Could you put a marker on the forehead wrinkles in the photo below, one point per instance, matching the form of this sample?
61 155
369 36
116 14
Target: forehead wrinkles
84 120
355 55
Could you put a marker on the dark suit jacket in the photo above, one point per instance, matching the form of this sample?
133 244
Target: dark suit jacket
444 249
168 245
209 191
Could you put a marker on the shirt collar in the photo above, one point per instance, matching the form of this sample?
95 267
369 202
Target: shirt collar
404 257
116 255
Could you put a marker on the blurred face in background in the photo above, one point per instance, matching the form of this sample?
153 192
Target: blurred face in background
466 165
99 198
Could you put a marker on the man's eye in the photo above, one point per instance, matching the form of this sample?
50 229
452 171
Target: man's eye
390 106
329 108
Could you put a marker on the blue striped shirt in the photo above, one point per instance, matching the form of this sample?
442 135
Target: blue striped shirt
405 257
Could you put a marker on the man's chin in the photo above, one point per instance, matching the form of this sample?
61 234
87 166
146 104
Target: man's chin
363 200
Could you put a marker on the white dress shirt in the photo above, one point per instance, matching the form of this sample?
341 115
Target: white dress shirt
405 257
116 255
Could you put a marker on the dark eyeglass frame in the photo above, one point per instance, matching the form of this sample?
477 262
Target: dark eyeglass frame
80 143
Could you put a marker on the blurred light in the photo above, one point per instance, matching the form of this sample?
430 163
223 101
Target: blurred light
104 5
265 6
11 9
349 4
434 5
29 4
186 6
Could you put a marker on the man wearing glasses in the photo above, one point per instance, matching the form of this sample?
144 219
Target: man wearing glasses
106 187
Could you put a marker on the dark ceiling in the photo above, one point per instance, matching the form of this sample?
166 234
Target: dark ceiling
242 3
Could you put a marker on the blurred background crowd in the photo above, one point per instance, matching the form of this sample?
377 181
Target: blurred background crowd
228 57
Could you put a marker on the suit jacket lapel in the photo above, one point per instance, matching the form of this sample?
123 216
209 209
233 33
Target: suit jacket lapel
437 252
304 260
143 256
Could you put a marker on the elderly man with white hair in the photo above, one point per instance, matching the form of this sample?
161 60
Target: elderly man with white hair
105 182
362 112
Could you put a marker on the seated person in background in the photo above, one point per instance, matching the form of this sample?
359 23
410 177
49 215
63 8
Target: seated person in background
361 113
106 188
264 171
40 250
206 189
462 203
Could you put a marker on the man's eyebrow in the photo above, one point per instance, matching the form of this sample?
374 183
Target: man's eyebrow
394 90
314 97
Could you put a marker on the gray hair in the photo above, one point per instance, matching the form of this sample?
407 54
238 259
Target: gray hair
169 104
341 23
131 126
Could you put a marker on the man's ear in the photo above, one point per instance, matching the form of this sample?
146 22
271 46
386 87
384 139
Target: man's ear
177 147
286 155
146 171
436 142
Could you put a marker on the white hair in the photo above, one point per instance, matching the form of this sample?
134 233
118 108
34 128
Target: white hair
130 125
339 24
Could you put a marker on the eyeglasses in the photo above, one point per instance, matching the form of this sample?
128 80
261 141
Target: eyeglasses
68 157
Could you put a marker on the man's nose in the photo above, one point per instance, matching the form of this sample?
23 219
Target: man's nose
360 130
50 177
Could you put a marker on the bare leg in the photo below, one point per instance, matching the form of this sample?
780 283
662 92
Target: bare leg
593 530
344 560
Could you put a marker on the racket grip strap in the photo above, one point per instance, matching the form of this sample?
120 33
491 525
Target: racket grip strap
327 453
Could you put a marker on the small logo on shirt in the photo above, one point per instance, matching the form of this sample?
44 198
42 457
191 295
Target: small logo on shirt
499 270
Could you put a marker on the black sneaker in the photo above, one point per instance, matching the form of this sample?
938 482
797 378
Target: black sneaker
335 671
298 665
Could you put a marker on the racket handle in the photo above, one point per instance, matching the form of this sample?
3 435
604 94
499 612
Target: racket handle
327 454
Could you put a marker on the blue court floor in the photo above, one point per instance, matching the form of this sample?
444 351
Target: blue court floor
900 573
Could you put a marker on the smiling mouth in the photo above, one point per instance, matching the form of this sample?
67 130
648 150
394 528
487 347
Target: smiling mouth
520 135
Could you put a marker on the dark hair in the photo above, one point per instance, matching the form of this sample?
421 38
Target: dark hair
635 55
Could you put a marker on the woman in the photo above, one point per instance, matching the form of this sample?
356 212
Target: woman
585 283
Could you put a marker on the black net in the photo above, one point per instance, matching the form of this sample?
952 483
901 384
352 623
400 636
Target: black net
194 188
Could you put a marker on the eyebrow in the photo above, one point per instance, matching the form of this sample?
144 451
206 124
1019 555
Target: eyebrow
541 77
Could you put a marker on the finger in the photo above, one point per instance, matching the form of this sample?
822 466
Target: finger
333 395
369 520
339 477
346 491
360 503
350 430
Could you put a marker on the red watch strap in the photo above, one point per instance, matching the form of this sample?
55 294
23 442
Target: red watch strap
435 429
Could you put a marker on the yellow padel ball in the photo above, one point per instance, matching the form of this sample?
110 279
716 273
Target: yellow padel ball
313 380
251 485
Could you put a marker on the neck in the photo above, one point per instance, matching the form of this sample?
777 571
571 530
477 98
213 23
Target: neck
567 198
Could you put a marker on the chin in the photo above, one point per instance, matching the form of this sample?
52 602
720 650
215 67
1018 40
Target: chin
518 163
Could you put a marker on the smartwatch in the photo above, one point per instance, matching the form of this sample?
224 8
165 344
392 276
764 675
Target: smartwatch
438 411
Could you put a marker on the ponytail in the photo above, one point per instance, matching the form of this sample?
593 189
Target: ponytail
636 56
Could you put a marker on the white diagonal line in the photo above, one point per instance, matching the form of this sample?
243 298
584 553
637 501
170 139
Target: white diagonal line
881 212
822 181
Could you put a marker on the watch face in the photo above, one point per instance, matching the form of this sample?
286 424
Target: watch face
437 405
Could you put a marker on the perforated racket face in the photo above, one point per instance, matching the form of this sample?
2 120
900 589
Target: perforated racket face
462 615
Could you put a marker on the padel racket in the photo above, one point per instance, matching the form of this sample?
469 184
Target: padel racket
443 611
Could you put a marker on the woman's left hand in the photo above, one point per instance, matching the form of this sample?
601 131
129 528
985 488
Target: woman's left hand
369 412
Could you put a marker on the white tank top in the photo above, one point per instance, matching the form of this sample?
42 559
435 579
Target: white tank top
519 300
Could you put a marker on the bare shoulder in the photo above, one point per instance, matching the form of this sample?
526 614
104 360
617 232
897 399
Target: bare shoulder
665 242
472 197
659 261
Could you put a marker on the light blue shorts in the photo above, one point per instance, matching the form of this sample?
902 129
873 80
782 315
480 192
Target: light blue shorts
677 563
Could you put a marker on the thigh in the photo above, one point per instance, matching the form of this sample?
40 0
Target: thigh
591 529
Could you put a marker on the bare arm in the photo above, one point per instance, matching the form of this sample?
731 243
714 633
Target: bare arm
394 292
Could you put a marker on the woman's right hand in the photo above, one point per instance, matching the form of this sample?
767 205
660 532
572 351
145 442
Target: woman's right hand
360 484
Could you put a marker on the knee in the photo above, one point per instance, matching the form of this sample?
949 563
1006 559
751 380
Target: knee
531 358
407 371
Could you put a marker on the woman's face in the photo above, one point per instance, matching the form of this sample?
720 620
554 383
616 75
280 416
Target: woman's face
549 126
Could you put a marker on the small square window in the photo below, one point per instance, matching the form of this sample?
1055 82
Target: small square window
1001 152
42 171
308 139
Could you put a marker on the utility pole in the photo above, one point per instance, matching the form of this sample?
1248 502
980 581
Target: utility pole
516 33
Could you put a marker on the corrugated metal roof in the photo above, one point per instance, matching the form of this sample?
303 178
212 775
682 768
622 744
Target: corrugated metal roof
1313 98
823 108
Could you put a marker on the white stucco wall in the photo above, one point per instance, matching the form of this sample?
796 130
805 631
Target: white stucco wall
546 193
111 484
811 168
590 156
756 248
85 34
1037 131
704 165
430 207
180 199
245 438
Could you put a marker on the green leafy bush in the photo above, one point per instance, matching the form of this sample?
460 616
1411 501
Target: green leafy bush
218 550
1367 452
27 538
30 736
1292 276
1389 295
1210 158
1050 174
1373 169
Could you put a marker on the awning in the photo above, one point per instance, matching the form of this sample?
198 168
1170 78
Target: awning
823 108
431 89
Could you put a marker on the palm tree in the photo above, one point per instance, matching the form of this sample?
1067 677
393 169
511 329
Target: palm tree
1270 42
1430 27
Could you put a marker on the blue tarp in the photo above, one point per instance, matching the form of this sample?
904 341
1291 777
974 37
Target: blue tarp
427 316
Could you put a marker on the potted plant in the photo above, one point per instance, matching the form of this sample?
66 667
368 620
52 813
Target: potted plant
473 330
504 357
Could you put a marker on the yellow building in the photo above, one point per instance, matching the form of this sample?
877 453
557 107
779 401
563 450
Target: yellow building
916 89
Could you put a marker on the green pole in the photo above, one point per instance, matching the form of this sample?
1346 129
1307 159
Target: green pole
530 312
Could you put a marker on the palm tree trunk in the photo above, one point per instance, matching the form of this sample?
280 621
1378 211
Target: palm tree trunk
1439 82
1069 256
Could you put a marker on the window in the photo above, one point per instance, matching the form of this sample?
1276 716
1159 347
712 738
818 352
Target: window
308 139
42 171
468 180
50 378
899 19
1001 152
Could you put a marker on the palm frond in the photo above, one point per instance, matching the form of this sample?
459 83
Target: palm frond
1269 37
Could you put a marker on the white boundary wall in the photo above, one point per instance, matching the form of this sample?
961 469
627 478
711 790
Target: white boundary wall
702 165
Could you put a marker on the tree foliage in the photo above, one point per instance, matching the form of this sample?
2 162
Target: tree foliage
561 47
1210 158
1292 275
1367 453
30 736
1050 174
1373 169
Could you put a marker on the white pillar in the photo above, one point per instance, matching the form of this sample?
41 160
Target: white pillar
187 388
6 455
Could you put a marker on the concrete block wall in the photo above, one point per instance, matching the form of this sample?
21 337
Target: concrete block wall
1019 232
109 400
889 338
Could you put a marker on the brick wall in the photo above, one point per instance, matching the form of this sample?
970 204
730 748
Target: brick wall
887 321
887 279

________________________

=== What you will do ===
Find every line in the records that has the word "below". Then report the count alone.

=== Answer to the problem ===
3